= WHAT THE TASK REQUIRES =
What is needed is an exact copy of the entries below, from the line that contains "Note: in this drill we tag each instance of the yellow" through the final line, both included, and nothing else.

**** RAW DATA ****

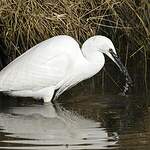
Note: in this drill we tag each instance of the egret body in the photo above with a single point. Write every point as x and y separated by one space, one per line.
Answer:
56 64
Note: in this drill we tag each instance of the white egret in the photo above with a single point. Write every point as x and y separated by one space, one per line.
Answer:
56 64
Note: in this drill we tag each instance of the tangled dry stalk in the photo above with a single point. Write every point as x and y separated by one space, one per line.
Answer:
24 23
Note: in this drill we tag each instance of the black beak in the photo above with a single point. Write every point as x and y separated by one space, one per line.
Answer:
123 69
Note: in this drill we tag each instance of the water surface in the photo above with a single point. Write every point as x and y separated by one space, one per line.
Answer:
83 122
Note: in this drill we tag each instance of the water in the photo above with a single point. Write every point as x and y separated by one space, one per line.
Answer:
83 122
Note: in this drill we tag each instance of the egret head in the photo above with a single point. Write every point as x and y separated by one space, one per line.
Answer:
105 45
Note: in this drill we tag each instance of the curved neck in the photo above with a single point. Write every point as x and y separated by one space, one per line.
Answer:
95 59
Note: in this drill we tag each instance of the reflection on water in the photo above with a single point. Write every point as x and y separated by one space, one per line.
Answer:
85 122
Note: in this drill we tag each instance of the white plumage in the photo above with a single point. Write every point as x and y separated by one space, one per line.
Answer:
57 63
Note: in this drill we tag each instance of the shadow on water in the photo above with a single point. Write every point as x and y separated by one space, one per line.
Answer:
83 122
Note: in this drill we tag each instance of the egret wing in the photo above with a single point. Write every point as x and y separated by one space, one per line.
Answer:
33 71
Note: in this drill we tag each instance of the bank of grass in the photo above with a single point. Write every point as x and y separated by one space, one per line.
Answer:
24 23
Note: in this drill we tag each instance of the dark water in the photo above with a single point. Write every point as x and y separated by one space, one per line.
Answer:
82 122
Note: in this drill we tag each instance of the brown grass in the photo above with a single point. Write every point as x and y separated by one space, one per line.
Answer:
24 23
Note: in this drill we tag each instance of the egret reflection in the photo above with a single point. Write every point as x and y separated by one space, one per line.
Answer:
50 125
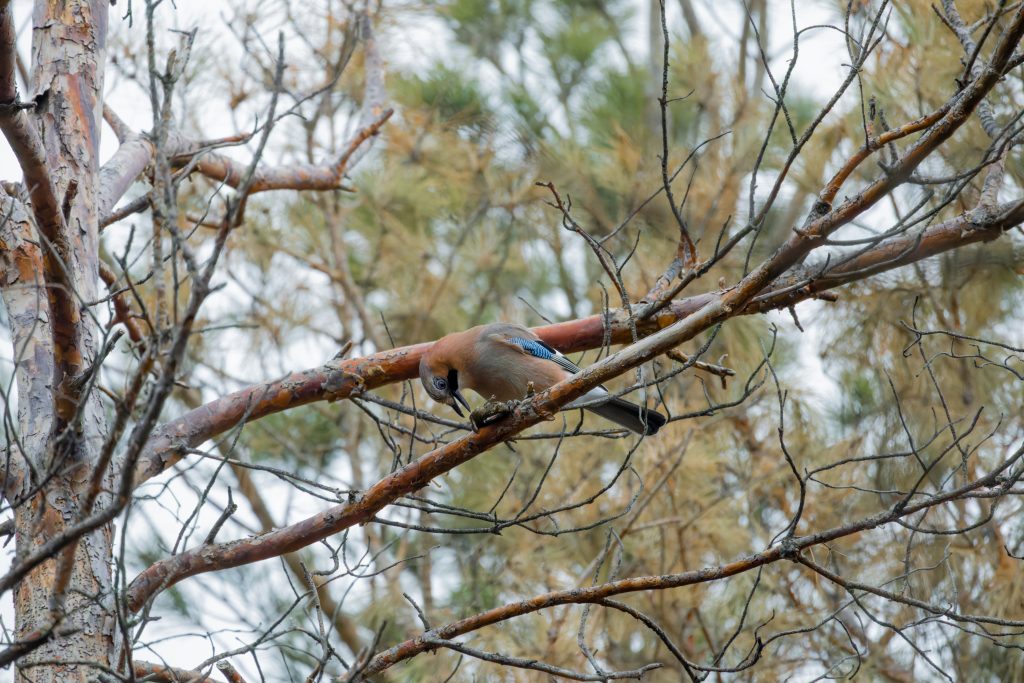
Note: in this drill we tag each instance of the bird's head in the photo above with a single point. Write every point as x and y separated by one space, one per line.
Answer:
440 379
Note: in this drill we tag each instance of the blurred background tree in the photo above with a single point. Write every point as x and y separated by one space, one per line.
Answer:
443 227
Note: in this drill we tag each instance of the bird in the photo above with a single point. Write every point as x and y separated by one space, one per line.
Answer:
506 361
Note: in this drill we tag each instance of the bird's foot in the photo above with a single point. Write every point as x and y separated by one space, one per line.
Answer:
492 412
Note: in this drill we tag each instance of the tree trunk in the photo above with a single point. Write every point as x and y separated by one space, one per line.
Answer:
59 437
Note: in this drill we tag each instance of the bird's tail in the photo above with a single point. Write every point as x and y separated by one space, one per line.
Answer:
635 418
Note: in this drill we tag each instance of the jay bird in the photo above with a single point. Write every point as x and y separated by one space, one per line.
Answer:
503 360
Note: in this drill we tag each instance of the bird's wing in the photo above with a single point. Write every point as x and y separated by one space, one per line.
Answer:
539 349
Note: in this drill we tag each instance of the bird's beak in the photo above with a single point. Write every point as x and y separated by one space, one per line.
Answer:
457 395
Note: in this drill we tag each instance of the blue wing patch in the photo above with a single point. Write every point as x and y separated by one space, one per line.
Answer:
541 350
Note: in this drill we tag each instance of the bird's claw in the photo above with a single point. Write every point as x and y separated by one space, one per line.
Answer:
491 412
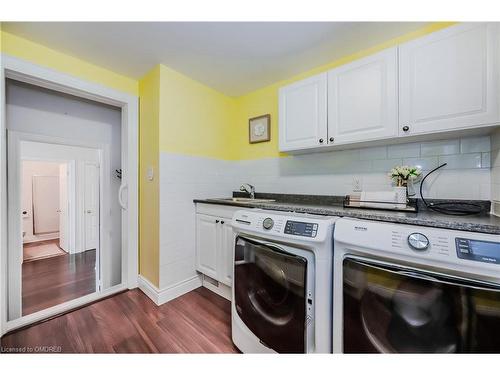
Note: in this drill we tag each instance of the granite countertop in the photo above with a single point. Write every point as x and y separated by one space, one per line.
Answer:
332 206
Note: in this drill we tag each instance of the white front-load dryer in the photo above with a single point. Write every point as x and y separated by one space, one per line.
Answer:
282 282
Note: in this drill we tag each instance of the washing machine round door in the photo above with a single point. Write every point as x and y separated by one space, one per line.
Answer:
269 289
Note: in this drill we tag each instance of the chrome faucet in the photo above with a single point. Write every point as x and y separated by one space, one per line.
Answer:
250 189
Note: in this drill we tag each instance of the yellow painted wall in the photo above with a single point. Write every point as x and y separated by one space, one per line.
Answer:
194 119
16 46
265 101
149 192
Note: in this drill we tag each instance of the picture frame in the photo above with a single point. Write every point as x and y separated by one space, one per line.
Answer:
259 129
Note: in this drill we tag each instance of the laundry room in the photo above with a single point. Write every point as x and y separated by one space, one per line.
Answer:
251 186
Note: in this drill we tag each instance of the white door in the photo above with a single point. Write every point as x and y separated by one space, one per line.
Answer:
362 99
91 206
303 114
206 244
64 224
226 247
449 79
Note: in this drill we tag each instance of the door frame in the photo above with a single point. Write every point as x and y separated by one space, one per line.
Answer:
71 197
15 239
21 70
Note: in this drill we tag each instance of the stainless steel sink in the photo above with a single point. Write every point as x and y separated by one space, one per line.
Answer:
243 200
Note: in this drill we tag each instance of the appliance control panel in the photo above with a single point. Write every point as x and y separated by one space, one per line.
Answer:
303 227
481 251
300 228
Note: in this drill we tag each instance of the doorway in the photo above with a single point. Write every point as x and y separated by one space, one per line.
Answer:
60 209
116 136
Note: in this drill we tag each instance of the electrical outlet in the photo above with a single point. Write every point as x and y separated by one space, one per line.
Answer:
357 184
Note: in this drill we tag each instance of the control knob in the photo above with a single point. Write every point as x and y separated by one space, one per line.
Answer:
268 223
418 241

****

= THE RESPONSE =
Note: in this drill we tag each instance of the yellow painted wall in the photo above with a single point. Write every point as x and y separated by one space, one per line.
Answer:
194 119
16 46
265 101
149 192
Note: in this drill we tag each instance of the picture frame in the photo above with a single point. Write every point as x and y separated by one space, one per line.
Answer:
259 129
Note: in this drill we tag each instance of the laundry room in the photo above with a single point. Write every point as x and y separated by one space, one per line.
Answer:
251 186
Note: in this drill we tag each instance of the white door in the photo above with a single point. Write every point as x and y separated by one space, one per line.
Answer:
362 99
91 206
303 114
206 244
64 224
226 247
449 79
Note: in this drill we tag each instance of the door frame in the photo above with a single point. Write every point as x and y separated by one space, one per line.
Answer:
71 197
15 239
21 70
Note: in this drill we tag each instance of the stainless steel sink in the photo above with a single point. Write every point as x and y separated by one space, one per line.
Answer:
243 200
Note: in this drill we tag each instance of the appliance control panel in the photo above with a single point. Write every point as x and y separated by one space, one per line.
Answer:
303 227
481 251
300 228
Note: in this drill we tag each instance of the doorway in the photo above with a single point. Write every point as x and y separated by one space, one per line.
Answer:
60 209
116 136
Note: in this drill we tag each instance of the electrical outlet in the photo above with a single point. Write every point as x and y separated by one space, one per line.
Answer:
357 184
Note: in this drill we tag each instance of the control knob in the photo above with a single point. Write every point as x and y separated by one space, one per line.
Answer:
268 223
418 241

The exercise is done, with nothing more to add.